_Written request A_
From the article on AI scheduling software, list every name of a person, company, piece of software, country, or television series.
_Written request B_
Reproduce the article on AI scheduling software word for word, everything from "By Sonia Kolesnikov-Jessop" down to "in more fields.".

_Given passage_
########

By Sonia Kolesnikov-Jessop


In the science fiction television series Humans, set in a parallel present, anthropomorphic robots called Synths operate as home help and are accepted as a normal part of society. While our reality has not yet reached that point, artificial intelligence (AI) is developing quickly and being applied in more fields.

Evie, a software that uses AI for schedule planning via email, communicates so much like a human that people have routinely shown up at offices that are using the software convinced they have a meeting with her. “When it comes to scheduling, she communicates the way a human would: making the same kinds of logical decisions about dates and locations, and communicating that information. We put in a great deal of thought in designing those interactions so that they feel natural, as if you were dealing with another person,” explained Praveen Velu, a co-founder of technology start-up mimetic.ai, which started commercialising Evie in November 2016.

“We’ve heard many stories about how people have mistaken her for an actual human person. For example, one venture capitalist showed up for dinner with an entrepreneur in Korea, who had made a reservation for three, thinking that Evie would also be joining her boss,” he said. “Another executive showed up at a banking conference and found that the organisers had prepared a pass for Evie thinking that she would also be attending!”

########

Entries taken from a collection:

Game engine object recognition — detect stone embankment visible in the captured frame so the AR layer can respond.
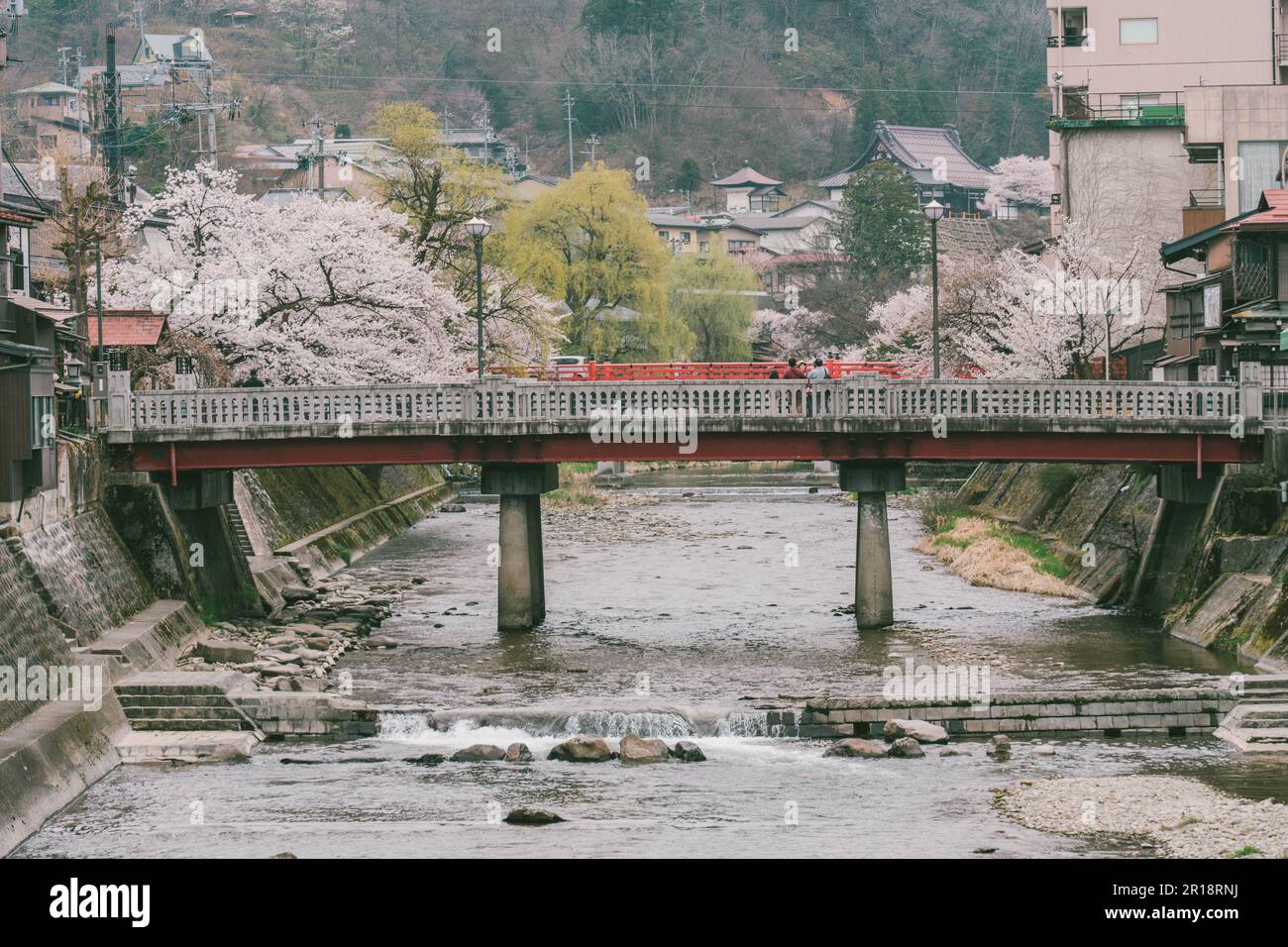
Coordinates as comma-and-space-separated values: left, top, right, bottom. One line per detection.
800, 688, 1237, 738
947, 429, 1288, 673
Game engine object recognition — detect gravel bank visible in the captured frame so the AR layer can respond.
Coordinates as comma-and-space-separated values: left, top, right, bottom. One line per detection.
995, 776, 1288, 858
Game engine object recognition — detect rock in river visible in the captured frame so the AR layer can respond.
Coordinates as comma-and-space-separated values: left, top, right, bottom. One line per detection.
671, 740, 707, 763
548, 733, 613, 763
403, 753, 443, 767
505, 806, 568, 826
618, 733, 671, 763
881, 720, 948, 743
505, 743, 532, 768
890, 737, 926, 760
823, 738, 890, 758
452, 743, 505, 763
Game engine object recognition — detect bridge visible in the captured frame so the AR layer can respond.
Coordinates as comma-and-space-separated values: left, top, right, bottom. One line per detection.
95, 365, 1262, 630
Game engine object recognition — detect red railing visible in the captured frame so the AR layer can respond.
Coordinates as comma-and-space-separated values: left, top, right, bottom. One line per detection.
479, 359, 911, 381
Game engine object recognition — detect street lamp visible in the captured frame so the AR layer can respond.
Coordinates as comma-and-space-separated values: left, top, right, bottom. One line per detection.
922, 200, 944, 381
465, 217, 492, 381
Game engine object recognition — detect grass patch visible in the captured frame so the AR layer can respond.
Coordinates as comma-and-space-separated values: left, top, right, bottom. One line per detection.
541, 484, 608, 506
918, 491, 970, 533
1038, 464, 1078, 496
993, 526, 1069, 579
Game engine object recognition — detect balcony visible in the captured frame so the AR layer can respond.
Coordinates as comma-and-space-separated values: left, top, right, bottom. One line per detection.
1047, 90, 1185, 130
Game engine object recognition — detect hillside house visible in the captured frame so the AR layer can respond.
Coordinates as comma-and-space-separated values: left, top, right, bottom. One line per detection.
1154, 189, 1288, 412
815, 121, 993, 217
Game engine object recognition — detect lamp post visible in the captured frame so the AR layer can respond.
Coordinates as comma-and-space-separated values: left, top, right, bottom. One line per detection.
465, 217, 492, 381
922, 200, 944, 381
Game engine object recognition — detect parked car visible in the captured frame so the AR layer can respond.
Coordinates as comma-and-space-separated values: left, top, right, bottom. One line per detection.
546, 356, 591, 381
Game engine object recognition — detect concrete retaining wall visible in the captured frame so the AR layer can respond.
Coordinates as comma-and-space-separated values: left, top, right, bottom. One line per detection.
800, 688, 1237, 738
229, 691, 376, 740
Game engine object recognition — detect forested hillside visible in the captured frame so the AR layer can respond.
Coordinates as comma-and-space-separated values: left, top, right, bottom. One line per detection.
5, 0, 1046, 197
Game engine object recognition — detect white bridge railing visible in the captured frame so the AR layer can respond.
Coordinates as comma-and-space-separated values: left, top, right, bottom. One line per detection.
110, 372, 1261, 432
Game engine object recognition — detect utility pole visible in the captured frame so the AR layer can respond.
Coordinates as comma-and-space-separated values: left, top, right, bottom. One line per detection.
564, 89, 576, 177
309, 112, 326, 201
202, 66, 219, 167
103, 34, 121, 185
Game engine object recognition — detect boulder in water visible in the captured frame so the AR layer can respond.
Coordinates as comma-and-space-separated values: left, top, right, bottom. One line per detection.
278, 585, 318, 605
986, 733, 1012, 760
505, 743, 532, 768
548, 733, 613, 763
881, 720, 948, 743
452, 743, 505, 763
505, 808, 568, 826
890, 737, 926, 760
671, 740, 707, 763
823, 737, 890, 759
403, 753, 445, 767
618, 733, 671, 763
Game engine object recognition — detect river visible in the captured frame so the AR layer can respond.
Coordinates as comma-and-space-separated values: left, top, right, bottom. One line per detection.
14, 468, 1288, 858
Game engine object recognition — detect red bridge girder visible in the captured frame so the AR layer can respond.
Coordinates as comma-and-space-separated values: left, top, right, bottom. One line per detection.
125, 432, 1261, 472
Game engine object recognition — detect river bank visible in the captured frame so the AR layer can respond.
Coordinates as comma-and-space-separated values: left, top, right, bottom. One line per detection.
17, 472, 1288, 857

########

_Right answer A_
Sonia Kolesnikov-Jessop
Humans
Evie
Praveen Velu
mimetic.ai
Korea

_Right answer B_
By Sonia Kolesnikov-Jessop


In the science fiction television series Humans, set in a parallel present, anthropomorphic robots called Synths operate as home help and are accepted as a normal part of society. While our reality has not yet reached that point, artificial intelligence (AI) is developing quickly and being applied in more fields.